Task requirements:
Please collect every line in the listing below that contains the word "target" and copy each of those lines unchanged.
## begin Exercise material
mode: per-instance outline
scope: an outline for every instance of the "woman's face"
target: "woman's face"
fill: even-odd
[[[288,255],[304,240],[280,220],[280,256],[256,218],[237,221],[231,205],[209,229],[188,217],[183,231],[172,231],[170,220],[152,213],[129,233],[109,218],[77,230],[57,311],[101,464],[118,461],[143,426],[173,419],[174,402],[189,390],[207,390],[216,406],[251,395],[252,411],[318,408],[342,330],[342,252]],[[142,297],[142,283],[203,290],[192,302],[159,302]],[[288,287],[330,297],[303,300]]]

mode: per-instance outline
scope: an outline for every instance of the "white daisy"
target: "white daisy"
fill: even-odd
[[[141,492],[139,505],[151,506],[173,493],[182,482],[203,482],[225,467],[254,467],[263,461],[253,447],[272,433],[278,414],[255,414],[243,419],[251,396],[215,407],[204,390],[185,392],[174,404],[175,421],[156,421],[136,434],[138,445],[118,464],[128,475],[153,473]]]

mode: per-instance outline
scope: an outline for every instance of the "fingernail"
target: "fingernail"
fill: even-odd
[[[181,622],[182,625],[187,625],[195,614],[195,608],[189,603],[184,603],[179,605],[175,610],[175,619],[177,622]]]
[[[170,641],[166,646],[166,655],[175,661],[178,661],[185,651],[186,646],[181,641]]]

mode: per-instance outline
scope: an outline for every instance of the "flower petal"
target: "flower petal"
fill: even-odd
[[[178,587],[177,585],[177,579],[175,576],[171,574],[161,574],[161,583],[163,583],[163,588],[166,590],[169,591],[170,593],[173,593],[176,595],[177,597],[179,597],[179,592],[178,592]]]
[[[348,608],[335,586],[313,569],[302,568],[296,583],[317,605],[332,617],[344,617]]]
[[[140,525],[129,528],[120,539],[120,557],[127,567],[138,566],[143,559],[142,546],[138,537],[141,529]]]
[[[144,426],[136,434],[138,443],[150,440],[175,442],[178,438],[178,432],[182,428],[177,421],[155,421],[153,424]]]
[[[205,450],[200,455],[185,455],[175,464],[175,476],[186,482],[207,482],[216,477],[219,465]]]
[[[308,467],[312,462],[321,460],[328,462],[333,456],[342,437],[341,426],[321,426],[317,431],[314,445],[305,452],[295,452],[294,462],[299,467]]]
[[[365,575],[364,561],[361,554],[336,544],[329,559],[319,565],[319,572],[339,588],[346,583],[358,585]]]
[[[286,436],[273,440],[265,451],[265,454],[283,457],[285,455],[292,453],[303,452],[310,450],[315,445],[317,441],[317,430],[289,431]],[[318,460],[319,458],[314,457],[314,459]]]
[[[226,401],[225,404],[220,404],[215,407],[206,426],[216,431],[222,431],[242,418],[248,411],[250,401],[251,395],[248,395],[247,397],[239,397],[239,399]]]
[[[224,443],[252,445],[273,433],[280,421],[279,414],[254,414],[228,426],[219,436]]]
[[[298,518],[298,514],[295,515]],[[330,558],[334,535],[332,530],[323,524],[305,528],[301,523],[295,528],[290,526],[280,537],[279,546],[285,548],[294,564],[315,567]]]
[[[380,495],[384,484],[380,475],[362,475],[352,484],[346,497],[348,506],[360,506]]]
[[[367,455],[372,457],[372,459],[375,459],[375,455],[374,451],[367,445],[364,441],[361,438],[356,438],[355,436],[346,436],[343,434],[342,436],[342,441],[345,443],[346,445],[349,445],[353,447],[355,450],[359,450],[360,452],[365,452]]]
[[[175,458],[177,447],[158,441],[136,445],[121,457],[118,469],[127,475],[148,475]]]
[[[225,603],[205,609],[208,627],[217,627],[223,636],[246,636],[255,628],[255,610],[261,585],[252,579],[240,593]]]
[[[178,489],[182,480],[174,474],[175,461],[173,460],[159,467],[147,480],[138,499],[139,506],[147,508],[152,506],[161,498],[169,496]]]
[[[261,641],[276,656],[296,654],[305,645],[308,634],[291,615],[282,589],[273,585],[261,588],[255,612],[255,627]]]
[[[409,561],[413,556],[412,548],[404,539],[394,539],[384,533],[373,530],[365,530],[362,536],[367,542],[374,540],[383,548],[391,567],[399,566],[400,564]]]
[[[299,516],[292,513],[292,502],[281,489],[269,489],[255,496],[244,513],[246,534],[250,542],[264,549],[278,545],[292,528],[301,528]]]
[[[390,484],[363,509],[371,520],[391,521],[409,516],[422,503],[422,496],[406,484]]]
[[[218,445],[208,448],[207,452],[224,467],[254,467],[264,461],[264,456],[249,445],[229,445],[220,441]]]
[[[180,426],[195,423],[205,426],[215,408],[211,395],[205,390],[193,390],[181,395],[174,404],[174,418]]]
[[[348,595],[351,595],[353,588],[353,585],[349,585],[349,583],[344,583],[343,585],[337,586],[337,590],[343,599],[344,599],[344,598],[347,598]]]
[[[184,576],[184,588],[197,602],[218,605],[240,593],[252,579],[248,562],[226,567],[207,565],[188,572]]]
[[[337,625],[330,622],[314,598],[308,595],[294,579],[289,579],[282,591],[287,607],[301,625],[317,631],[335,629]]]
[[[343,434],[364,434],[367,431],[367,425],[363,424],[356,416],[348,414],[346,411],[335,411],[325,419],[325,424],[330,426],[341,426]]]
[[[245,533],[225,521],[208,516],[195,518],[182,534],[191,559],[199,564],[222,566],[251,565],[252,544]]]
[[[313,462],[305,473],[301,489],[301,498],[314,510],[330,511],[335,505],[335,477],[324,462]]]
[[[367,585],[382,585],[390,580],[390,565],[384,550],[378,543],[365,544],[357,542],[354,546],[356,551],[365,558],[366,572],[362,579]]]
## end Exercise material
Answer to this task:
target: "woman's face"
target: "white daisy"
target: "fingernail"
target: "flower petal"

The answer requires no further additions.